### What needs to be done
Please convert the rows below into a numbered list, starting at the line that contains "Segment the branch" and ending at the last line of the rows. Leave out any blank lines.

------

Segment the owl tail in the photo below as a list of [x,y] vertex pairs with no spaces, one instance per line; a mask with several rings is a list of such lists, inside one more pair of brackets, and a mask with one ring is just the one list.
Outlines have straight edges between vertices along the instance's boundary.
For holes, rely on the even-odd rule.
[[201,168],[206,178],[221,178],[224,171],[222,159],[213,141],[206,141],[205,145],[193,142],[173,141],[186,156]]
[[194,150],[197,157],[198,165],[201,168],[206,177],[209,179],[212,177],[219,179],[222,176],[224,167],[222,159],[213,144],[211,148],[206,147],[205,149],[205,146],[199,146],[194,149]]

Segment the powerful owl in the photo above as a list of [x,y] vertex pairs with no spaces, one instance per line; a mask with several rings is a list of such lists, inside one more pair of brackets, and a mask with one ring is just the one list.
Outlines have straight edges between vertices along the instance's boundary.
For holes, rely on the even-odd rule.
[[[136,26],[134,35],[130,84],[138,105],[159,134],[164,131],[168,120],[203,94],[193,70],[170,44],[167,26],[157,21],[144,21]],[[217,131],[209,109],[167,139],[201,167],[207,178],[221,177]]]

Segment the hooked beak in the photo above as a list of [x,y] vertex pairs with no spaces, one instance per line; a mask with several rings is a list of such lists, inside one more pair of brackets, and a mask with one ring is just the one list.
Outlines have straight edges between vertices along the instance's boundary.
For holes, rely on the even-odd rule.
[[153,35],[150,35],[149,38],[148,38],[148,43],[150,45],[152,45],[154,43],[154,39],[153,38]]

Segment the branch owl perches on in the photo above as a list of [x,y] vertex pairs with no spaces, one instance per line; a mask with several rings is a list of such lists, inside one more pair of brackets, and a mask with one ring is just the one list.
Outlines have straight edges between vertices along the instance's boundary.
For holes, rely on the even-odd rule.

------

### Reply
1. Segment the branch owl perches on in the photo above as a list of [x,y] vertex pairs with no spaces, one instance per line; a mask with several rings is a list of such lists, inside one more pair of brackets, and a mask with one ring is just the one list.
2. Outlines have straight edges between vertices along the instance's boundary.
3. For holes, rely on the even-odd rule.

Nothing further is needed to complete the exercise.